- _PROBLEM TO WORK ON_
Return the records below exactly, leaving nothing out.

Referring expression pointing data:
^^^^^^^^^^^^^^^^
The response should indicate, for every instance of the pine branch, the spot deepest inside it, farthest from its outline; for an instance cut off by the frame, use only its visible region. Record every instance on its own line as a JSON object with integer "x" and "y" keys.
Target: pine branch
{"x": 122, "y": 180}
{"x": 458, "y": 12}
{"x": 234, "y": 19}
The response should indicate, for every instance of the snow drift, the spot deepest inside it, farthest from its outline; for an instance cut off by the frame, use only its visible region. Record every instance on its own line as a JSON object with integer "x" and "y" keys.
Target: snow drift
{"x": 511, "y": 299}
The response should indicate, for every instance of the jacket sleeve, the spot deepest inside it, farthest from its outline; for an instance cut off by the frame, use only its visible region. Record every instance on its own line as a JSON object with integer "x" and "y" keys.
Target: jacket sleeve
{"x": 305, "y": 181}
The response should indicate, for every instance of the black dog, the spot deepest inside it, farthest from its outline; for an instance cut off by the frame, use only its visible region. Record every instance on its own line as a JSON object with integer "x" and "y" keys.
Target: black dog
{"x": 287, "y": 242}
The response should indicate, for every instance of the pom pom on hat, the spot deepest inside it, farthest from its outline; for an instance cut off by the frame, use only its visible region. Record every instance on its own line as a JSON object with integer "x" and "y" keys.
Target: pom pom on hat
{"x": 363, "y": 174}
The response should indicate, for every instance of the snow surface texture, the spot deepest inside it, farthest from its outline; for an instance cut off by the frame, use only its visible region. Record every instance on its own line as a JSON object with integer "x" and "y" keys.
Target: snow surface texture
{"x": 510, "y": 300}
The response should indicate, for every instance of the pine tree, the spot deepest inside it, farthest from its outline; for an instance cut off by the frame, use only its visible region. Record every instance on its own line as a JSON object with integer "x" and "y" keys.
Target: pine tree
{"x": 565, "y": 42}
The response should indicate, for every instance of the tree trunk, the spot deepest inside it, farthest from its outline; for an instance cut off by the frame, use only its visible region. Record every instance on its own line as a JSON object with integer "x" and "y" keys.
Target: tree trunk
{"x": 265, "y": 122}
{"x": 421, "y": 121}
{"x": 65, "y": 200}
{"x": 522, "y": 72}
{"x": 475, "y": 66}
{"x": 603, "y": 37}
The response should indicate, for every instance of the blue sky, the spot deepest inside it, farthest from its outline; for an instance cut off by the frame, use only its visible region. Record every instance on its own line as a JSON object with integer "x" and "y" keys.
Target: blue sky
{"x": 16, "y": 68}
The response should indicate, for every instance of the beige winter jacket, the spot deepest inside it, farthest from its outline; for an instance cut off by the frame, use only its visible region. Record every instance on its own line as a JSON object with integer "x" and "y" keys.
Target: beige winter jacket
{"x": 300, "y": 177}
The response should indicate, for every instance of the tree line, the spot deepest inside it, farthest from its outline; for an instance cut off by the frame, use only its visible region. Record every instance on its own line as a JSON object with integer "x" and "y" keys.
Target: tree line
^^^^^^^^^^^^^^^^
- _OUTPUT FOR THIS TASK_
The response should indicate, for every instance of the pine branch, the spot deepest inside it, farthest from its outline; for an instance cut off by the frame, use only its visible region. Record every instance on its own line as a JSON object with integer "x" and "y" keys.
Target: pine branch
{"x": 122, "y": 180}
{"x": 458, "y": 12}
{"x": 234, "y": 19}
The response should indicate, for every instance of the snow drift, the spot deepest inside it, farthest from its outline; for an instance cut off by the frame, use only its visible region. Record every instance on its own line as a JSON object with integer "x" and "y" keys.
Target: snow drift
{"x": 511, "y": 299}
The response should indicate, for every instance of the jacket sleeve, the spot deepest inside it, farthest from its outline; for an instance cut off by the frame, use only its visible region. Record every instance on its own line as a JSON object with integer "x" and "y" keys.
Target: jacket sleeve
{"x": 305, "y": 181}
The response should indicate, for every instance of the black dog, the spot deepest inside it, farthest from its outline; for an instance cut off by the frame, use only its visible region. Record every instance on its own line as a JSON object with integer "x" and "y" keys.
Target: black dog
{"x": 287, "y": 242}
The response should indicate, for every instance of the pom pom on hat, the spot deepest inside it, farthest from its outline; for an instance cut off by the frame, use only its visible region. Record every instance on its own line as a JSON object with integer "x" and "y" keys.
Target: pom pom on hat
{"x": 363, "y": 174}
The response should indicate, for every instance of the snow surface texture, the spot deepest inside it, farthest from its outline; for an instance cut off by the frame, use only its visible region. Record every instance on its own line as a JSON object with integer "x" and "y" keys.
Target: snow surface texture
{"x": 510, "y": 300}
The response should indicate, for every instance of the pine tree, the spot deepest inside it, farthest from its outline; for an instance cut off by the frame, use only its visible region. Record every instance on its own line as a JSON object with integer "x" and "y" keys.
Target: pine tree
{"x": 565, "y": 42}
The response should indicate, for every instance of the tree trunk, the spot deepest inside it, farthest from its outline; for an instance cut off by the frame, use only its visible region. Record every instance on its own line as a JSON object with integer "x" and "y" keys.
Target: tree trunk
{"x": 265, "y": 122}
{"x": 421, "y": 121}
{"x": 65, "y": 200}
{"x": 522, "y": 72}
{"x": 475, "y": 66}
{"x": 603, "y": 37}
The response should indicate, for every instance of the blue sky, the spot deepest inside it, farthest from its outline; for an instance cut off by the frame, use only its visible region. Record every instance on its own line as a JSON object with integer "x" and "y" keys.
Target: blue sky
{"x": 16, "y": 68}
The response should indicate, for every instance of the beige winter jacket, the spot deepest inside it, farthest from its outline; for an instance cut off by the frame, use only its visible region. Record every instance on its own line as a JSON object with integer "x" and "y" keys.
Target: beige winter jacket
{"x": 300, "y": 177}
The response should indicate, for every instance of the tree line, the spot deepest inside it, farthest from its outline; for an instance cut off by the frame, use only its visible region. Record every instance on its own line as a JSON object with integer "x" and "y" keys.
Target: tree line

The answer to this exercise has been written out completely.